**Requirement**.
Rewrite every one of these rows, swapping "Report the location of each" for "Give the position of each" wherever it occurs and leaving everything else untouched. Leave the pictures out of your answer.

Point annotation dataset rows

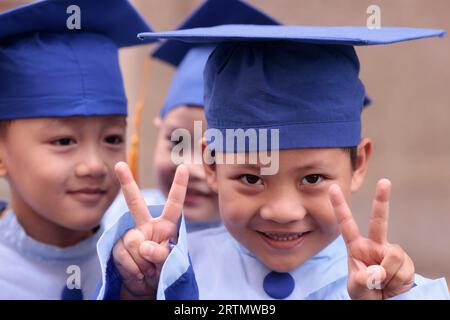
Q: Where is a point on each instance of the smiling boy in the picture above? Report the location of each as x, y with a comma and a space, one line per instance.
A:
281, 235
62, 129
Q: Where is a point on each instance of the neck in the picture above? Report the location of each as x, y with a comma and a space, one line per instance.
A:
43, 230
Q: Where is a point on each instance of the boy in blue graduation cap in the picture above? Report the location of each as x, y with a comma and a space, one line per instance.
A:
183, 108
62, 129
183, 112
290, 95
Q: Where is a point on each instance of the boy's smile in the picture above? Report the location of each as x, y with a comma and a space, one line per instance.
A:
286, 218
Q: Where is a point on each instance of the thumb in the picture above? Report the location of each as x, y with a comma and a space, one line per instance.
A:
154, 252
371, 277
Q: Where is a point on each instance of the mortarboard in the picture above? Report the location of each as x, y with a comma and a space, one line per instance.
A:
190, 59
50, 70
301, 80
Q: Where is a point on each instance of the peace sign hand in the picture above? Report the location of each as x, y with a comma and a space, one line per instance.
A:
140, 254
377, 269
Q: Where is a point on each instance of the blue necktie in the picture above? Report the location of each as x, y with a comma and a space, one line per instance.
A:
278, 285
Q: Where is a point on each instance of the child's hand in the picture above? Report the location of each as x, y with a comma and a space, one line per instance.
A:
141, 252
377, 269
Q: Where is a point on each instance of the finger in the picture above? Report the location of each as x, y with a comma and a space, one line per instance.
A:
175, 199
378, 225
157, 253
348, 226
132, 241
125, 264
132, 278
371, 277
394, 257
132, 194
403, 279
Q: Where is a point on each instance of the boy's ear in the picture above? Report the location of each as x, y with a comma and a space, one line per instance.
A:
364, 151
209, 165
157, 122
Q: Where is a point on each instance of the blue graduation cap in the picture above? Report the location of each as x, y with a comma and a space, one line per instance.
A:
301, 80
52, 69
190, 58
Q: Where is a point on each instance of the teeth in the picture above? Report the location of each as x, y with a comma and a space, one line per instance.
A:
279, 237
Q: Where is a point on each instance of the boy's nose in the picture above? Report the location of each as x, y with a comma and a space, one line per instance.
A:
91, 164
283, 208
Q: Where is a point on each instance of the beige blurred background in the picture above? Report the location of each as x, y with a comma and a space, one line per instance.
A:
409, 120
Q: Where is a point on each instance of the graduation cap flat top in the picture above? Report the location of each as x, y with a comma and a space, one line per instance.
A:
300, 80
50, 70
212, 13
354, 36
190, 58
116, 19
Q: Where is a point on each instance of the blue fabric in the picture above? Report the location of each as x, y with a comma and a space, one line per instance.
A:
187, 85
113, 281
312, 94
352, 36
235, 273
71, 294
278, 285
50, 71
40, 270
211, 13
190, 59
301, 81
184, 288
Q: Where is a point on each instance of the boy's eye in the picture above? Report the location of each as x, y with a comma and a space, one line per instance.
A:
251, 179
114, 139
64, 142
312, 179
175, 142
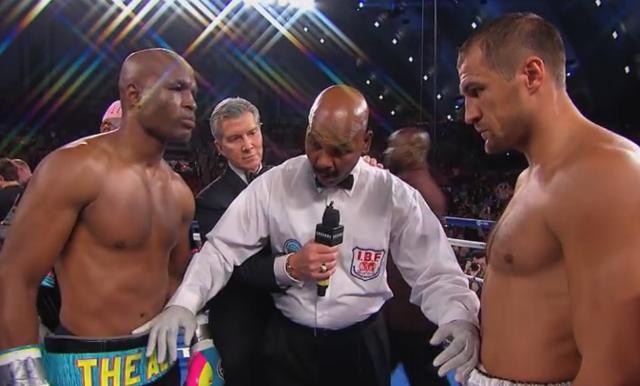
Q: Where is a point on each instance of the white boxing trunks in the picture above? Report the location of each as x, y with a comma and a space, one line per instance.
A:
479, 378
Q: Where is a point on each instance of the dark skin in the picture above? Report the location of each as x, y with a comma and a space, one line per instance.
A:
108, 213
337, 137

**Task output**.
Q: Where is a point on each instance of the smiling boy in the picture above? Give the position of each as x, y with a comma and a space, one line per instance.
A:
281, 235
62, 129
Q: Where is a point on each instance of the neck in the picture above? Give the position of each as x, y with a comma and a space, one line per instance.
A:
43, 230
Q: Where is a point on each instance of the boy in blue graduation cap in the picture above? Give the position of each as x, y with a comma and a space, one line per instance.
A:
183, 108
62, 129
183, 112
290, 95
Q: Where is a point on each instance of the boy's smile in the picture above? Give the position of each as x, y with a comma and a space, one line per instance.
A:
286, 218
Q: Where is a point on each instance of the thumb in the picture above? Give the position of each as x, y with a comma and a space, one line per instance.
A:
154, 252
371, 277
Q: Where is a point on each instance of the mortarboard in the picture above? Give the position of each as x, y with a comma and a space, one line per instance.
A:
190, 59
50, 70
301, 80
Q: Where is a point on each instance of the peace sign hand in the picture above? Give the position of each as x, y with a comma and a space, one line per instance.
A:
140, 254
377, 269
Q: Where is a point on each instance of the blue necktie in the picture above? Give the position of each as x, y with a comma and a space, one line per instance.
A:
278, 285
Q: Where is a point on each instance of the child's hand in the picture above? Give the position of each as x, y with a comma and a space, one line per instance.
A:
141, 252
377, 269
Q: Where is a point on each instance of the finger in the picture above? Give the position of each as x, y with a comma and a space, one line per instance.
A:
175, 199
378, 225
157, 253
348, 226
132, 241
125, 264
132, 278
371, 277
394, 257
132, 194
403, 279
Q: Where is a point on each instance of the boy's ear in the picture above? Give the position of each as x, y with a comma and a space, one line per instance.
A:
364, 151
209, 165
157, 122
Q: Where is a point on each instance of the blue graduation cap in the picture above? Give the position of each as x, y with a comma and a space, one line per instance.
A:
301, 80
52, 69
190, 58
Q: Where is a point on each instance of the teeth in the picture above? Give the position of each as x, y with a comma and a space, one line per instance.
A:
279, 237
Q: Where is a point on each instance of the boy's nose in the picture above? Give the position of each as x, y with a comma and a space, one line per instance.
A:
91, 164
283, 208
Q: Where is a point on each instance of the beige blurred background in the picture above? Give the position of each as x, y with a comma and a space, one line per instance.
A:
409, 120
Q: Where is a point on each instance of the graduation cap flat top in the picture above? Give the position of each as x, y with a comma and a space, one line per instance.
A:
300, 80
50, 70
212, 13
354, 36
190, 58
116, 19
Q: Where is a point on each instance of the blue fabric in the picture above? Give the position of each as x, y with a comma and a space, one line per instance.
A:
187, 85
113, 281
312, 94
352, 36
235, 273
71, 294
278, 285
50, 71
40, 270
211, 13
190, 59
301, 81
184, 288
Q: Where is a point on each instance of the boy's eye in the picture above? Give the position of each as x, y with a comma and a space, one line per instance.
A:
251, 179
114, 139
64, 142
312, 179
175, 142
Q: Where is a point on each instance of the white boxing trunks in the picture above? Give the position of each as x, y with a comma and a space, one line per instance.
A:
479, 378
Q: Where is a point on each instance of the dark skin in the picture above? Give the position of each as x, y with a comma and a space, one line per instance.
A:
108, 213
337, 137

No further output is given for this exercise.